Jonathan Swift reportedly wrote in 1710 that “falsehood flies and the truth comes limping after it”. So, well before the advent of fake news and clickbait, we were warned about the threat of being oversold by catchy headlines that gloss over the facts.

Research evidence in education is a prime example of an area where we need to exercise caution about the truth. Although it is tempting to rush to accept quick fixes and fads that promise to improve teaching, we need to take the time to dig a little deeper.

Yet, with so much research evidence going unread, it is understandable that the clickbait articles sometimes win out. Complex psychological constructs can easily get distilled into catchy labels such as “grit” and “growth mindset”. Too often, these terms appear to be well understood but few people take the time to drill down into the detail required to fully understand them.

The field of “character education” is prone to this: it gets column inches but often delivers disappointing results.

The “growth mindset” phenomenon quickly proved attractive to many people working in schools but, in reality, interventions often fail to replicate the positive outcomes touted by articles.

Meanwhile, leading academics such as Professor Robert Plomin have called out “growth mindset” as “bullshit”, stating: “Good interventions are the most expensive and intensive - if it were easy, teachers would have figured it out for themselves.”

» Data extract:
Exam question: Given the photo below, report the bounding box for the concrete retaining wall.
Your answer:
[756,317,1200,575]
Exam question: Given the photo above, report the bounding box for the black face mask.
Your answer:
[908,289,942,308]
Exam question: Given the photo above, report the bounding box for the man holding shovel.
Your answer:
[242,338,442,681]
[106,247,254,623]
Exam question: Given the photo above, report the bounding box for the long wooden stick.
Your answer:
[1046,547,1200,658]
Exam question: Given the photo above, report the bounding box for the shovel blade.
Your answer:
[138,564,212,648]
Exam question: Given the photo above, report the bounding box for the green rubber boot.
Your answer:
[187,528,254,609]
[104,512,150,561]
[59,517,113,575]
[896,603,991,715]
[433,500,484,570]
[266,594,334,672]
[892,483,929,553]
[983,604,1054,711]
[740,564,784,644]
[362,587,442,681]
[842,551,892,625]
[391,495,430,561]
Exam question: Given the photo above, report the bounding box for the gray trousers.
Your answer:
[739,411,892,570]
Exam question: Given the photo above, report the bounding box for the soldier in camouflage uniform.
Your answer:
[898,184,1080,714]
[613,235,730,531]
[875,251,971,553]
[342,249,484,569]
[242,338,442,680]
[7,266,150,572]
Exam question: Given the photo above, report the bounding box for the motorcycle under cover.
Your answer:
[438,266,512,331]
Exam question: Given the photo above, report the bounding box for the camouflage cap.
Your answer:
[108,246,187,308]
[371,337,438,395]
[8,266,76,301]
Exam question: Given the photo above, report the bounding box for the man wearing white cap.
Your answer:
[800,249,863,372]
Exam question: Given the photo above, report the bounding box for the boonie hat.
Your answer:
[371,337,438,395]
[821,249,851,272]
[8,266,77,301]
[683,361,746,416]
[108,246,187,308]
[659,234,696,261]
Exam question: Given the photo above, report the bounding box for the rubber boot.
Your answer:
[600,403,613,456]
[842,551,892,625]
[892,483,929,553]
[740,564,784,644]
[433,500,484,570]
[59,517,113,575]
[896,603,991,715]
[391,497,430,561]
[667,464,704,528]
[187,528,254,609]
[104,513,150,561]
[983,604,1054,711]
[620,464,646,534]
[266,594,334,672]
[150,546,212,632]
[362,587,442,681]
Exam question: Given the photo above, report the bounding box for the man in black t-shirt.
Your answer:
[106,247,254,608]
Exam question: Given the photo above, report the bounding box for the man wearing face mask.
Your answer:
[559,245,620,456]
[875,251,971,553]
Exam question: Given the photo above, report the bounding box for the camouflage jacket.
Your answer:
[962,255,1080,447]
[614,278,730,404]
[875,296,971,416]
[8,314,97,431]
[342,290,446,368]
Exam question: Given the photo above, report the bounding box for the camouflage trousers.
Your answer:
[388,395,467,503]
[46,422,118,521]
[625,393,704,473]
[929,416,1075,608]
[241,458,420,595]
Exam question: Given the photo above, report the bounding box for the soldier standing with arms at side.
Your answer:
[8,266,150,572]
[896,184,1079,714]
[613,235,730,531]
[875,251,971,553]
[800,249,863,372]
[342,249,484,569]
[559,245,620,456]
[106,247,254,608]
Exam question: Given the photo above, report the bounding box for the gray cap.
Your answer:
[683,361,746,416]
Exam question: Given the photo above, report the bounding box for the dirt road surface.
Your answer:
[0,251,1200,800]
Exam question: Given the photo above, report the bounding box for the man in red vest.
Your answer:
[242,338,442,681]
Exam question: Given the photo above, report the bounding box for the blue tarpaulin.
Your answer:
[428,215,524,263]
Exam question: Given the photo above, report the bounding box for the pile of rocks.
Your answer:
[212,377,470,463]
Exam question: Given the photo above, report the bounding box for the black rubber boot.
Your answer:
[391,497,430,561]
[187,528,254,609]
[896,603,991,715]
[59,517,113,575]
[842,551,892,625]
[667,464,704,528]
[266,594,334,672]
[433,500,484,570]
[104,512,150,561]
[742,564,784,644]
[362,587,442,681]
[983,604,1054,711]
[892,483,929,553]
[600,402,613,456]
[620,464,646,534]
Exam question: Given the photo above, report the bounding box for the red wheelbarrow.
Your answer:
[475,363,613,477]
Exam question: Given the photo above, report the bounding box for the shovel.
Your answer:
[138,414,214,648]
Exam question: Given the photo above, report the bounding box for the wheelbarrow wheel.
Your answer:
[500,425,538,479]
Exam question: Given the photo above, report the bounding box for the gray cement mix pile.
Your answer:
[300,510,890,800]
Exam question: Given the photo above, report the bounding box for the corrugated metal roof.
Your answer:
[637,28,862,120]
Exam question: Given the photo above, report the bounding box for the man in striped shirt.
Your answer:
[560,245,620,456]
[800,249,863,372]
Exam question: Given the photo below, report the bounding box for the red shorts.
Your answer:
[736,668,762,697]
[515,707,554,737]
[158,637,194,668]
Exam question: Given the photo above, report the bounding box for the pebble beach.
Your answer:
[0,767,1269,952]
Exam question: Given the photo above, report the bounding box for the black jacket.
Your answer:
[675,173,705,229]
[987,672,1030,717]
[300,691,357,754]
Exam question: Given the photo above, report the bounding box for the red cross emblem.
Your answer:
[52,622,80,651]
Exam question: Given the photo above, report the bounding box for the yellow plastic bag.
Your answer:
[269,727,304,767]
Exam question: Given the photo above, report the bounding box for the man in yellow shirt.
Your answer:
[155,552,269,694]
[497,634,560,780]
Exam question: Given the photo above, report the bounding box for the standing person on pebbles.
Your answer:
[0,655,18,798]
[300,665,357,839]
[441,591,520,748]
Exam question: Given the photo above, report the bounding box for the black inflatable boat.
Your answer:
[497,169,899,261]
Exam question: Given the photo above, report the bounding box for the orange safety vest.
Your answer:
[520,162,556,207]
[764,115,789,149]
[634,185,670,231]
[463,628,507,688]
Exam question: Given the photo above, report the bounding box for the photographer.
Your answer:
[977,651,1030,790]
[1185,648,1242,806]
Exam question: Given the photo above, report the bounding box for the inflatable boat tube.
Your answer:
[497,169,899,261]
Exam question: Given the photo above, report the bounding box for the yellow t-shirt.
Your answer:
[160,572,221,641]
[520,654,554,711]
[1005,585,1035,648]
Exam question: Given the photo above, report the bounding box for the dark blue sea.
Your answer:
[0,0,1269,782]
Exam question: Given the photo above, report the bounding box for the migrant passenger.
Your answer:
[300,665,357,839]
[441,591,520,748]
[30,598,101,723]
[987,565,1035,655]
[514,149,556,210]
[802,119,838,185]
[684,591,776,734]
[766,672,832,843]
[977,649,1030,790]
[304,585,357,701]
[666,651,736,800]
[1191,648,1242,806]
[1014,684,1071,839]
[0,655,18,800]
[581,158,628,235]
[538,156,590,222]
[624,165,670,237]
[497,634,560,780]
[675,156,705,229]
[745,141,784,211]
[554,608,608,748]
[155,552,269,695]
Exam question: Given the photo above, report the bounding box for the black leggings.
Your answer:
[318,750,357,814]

» Tasks and exercises:
[a] Answer these questions about the article:
(i) In what year did Jonathan Swift reportedly write the line about falsehood?
(ii) What two catchy labels does it give as examples of complex psychological constructs?
(iii) Who called "growth mindset" "bullshit"?
[b] Quote the article word for word, starting with "The field of" and going on through "touted by articles.".
Work only from the article about research evidence in education.

» Task responses:
[a]
(i) 1710
(ii) "Grit" and "growth mindset"
(iii) Professor Robert Plomin

[b]
The field of “character education” is prone to this: it gets column inches but often delivers disappointing results.

The “growth mindset” phenomenon quickly proved attractive to many people working in schools but, in reality, interventions often fail to replicate the positive outcomes touted by articles.